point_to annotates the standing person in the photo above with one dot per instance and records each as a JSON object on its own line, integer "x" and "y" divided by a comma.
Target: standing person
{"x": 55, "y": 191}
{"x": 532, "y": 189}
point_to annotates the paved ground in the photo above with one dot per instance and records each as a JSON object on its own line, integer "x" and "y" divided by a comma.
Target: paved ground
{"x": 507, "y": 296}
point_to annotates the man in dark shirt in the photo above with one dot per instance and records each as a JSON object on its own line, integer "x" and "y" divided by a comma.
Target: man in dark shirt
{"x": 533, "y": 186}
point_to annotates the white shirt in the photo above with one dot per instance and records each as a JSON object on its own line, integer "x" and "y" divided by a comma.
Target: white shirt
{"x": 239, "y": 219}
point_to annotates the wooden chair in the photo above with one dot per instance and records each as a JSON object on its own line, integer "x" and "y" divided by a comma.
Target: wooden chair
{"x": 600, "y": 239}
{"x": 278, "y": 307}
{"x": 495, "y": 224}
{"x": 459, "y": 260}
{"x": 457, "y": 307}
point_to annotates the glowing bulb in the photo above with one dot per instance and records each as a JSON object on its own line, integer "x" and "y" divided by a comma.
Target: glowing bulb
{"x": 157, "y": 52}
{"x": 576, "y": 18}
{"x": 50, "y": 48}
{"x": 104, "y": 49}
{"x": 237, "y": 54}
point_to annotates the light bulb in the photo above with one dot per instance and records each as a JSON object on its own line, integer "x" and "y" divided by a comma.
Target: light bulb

····················

Starting at the line that contains "point_to annotates the glowing" and ending at the final line of the material, carry every line over in full, with 51 added to each x and y coordinate value.

point_to annotates the glowing bulb in the photo above with one dot per instance and records each as a JSON object on its own line, integer "x" and "y" divided by a comma.
Target: glowing bulb
{"x": 208, "y": 103}
{"x": 627, "y": 69}
{"x": 101, "y": 99}
{"x": 155, "y": 100}
{"x": 288, "y": 105}
point_to annotates the light bulb in the photo above with one dot per instance and records each as a JSON object on its own line, integer "x" and "y" divided by a comma.
Target: light bulb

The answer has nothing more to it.